■ PROMPT 1
Repeat the internal medicine passage word for word, starting at "From the beginning" and ending at "train or practice.".
■ PROMPT 2
Pick up the passage about learning internal medicine after its final sentence and write the next part.

In internal medicine specifically, we have the opportunity to involve ourselves in the entire continuum of patient care, from the ambulatory setting, where we manage preventive care and chronic diseases, to the inpatient and ICU settings, where we manage more acutely ill patients. We quickly learn that the stable pneumonia patient seen in the ambulatory clinic can easily decompensate because we have also cared for a similar patient with pneumonia who presented to the hospital with respiratory failure, sepsis, and multiorgan failure. Thus, it's not just the number of hours learners are exposed to that impacts a physician's competence and confidence, but also the quality of those hours.
From the beginning of our medical learning and clinical exposure, we become aware of the difficulty and complexity of mastering the medical care of patients. Our initial training exposure, clinical experience, and multiple conferences that complement our learning keep us humbled in our confidence because we realize how much there is to know in medicine. However, over time, we continue learning, not only from our own experience and patients but also by absorbing learning opportunities, mistakes, and poor outcomes from our fellow colleagues with whom we train or practice.

■ DATA SHOWN
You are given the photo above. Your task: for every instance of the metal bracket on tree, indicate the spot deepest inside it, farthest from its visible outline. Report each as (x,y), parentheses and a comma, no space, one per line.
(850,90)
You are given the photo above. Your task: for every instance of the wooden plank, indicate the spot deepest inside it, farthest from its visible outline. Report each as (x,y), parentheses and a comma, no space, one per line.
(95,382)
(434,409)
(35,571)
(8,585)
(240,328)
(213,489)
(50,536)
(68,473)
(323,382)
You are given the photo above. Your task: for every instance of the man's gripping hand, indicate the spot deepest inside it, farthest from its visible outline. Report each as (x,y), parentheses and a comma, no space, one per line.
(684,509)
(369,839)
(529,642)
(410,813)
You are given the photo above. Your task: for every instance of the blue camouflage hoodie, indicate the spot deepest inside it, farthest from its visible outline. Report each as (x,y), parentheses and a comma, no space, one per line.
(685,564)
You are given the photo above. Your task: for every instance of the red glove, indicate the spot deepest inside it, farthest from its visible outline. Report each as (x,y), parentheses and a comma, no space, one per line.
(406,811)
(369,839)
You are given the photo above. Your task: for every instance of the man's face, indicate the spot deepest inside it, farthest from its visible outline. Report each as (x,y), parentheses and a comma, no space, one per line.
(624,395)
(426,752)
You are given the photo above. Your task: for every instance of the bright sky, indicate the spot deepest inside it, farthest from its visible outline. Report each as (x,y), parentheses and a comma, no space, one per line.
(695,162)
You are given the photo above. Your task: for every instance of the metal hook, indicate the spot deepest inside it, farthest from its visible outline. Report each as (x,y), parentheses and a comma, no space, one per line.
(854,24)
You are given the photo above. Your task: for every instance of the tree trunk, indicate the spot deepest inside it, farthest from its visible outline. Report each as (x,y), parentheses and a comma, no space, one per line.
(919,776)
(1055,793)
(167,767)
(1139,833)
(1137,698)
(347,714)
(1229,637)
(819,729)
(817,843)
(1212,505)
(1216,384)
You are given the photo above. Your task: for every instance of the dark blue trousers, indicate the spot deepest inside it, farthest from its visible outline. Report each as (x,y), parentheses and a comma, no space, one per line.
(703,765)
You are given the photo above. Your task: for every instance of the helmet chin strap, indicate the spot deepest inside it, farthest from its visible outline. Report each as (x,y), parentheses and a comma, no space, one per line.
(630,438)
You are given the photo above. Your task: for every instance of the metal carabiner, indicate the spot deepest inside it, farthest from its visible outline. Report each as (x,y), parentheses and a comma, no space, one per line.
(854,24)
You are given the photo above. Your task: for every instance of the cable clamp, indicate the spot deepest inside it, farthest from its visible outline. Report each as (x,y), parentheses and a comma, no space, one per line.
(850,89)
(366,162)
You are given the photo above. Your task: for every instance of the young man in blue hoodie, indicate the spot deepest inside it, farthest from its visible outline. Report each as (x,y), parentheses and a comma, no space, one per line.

■ RESPONSE BOX 1
From the beginning of our medical learning and clinical exposure, we become aware of the difficulty and complexity of mastering the medical care of patients. Our initial training exposure, clinical experience, and multiple conferences that complement our learning keep us humbled in our confidence because we realize how much there is to know in medicine. However, over time, we continue learning, not only from our own experience and patients but also by absorbing learning opportunities, mistakes, and poor outcomes from our fellow colleagues with whom we train or practice.

■ RESPONSE BOX 2
When I compare the clinical exposure of physicians to that of other health care clinicians (who may desire independent practice), there is truly a large educational gap that goes beyond didactic education. Not only do other health care clinicians have fewer clinical hours and exposure, but the clinical hours they are exposed to have no set standards. While some programs may be well structured, others require each clinician to find their own source of preceptorships and clinical hours, with no regulation of quality or competence.
I believe the Dunning-Kruger effect applies to nonphysician clinicians because there is no consistent exposure to training to help them understand what they don't know. They are only exposed to what they see during their clinical experiences, which can easily create a sense of overconfidence. For example, a nonphysician clinician may work in a walk-in clinic and see a predominance of upper respiratory infections but not realize that one of those patients could be presenting with Wegener's granulomatosis or mucormycosis, since they have not been exposed to those learning possibilities. In the book “Patients at Risk,” the authors highlight the concept of the Dunning-Kruger effect, along with many other differences in the quality of training between physicians and other health care clinicians.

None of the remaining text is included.